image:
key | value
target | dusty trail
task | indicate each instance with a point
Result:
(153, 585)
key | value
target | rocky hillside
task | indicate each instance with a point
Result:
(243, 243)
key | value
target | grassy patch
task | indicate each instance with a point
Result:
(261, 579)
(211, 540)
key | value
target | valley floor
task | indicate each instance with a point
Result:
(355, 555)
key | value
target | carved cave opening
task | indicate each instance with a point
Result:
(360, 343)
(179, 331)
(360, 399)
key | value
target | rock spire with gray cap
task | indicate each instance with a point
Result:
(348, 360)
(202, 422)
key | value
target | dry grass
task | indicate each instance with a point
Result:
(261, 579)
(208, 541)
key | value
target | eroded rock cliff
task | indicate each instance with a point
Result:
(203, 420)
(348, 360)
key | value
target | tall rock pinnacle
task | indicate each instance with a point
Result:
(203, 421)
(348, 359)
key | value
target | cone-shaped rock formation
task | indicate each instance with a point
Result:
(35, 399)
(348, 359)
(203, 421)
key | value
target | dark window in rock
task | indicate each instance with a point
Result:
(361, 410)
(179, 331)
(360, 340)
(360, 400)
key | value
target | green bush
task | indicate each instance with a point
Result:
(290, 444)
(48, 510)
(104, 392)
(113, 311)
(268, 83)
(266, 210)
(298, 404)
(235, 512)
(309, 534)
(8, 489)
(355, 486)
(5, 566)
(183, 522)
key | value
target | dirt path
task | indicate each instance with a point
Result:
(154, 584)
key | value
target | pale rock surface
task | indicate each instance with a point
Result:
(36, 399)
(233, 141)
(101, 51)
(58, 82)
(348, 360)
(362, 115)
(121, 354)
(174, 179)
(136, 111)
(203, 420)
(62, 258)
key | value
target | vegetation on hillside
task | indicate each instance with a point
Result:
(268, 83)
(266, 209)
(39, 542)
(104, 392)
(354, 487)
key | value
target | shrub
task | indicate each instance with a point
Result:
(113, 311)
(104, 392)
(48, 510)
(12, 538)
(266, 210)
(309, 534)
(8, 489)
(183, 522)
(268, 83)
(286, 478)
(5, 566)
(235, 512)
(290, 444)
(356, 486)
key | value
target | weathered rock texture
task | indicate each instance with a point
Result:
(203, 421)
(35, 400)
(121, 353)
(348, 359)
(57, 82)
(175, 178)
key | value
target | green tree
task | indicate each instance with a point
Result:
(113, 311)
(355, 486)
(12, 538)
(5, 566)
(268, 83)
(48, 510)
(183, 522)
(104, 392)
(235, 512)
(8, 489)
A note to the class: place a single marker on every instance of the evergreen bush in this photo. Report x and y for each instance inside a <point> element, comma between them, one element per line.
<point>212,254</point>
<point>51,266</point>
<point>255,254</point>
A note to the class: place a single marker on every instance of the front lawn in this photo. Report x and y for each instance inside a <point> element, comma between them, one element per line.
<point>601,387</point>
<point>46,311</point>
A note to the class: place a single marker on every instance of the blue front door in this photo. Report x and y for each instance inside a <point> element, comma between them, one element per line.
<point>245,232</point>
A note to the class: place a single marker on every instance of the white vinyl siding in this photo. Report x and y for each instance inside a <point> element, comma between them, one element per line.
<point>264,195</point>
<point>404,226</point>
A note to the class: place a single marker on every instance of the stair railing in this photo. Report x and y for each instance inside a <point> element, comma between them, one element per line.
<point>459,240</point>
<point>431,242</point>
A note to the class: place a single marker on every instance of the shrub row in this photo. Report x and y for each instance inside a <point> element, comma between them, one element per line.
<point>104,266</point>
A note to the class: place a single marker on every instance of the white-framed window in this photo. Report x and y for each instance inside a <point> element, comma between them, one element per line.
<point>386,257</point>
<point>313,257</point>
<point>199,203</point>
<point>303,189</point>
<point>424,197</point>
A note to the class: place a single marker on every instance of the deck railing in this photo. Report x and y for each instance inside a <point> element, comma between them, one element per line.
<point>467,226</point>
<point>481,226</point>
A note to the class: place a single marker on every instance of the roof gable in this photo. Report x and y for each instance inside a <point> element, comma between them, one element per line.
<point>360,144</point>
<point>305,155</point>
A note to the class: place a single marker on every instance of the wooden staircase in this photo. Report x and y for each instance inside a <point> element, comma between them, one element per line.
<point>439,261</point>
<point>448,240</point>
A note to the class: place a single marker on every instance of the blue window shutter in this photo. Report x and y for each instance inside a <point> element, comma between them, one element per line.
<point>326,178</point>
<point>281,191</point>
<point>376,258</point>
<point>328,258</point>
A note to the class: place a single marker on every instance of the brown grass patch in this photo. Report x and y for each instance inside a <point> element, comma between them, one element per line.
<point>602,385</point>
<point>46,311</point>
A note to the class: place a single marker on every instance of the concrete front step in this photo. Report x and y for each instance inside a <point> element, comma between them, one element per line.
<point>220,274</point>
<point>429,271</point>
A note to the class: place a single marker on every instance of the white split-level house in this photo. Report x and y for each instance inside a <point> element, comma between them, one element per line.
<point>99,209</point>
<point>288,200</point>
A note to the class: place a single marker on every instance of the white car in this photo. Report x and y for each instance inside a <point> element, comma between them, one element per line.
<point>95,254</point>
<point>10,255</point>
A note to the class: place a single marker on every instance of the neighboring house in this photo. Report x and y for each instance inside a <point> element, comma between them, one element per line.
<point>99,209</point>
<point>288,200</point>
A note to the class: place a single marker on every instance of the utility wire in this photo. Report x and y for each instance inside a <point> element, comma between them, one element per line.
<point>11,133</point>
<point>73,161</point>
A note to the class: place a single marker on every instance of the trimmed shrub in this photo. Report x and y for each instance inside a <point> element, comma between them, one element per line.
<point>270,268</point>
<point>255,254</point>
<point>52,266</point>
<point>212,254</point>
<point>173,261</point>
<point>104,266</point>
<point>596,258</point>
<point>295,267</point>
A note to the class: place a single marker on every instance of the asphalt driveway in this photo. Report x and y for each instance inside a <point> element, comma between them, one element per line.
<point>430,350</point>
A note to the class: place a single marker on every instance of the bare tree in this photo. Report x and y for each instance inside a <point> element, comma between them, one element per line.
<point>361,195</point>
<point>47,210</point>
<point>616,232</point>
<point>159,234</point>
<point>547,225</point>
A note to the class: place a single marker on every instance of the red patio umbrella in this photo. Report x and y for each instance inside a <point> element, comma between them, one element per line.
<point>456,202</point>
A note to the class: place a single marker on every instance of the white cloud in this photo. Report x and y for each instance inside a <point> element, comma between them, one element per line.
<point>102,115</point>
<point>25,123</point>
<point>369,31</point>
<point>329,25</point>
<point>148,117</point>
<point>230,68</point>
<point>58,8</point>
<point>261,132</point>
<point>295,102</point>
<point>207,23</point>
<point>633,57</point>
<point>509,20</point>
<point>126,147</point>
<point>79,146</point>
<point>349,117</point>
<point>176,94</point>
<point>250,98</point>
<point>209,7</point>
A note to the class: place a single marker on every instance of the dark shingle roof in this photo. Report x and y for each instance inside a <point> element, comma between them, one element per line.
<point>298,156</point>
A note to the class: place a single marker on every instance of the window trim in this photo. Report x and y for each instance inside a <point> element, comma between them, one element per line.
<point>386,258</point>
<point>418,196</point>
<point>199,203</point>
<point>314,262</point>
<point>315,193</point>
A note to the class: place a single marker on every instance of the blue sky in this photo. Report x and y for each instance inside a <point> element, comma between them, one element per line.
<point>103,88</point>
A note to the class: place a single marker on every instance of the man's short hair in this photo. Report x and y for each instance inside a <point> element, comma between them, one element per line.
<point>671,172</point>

________________

### What needs to be done
Copy all lines from the data that hold the word "hillside".

### Solution to the exercise
target | rocky hillside
target | vegetation on hillside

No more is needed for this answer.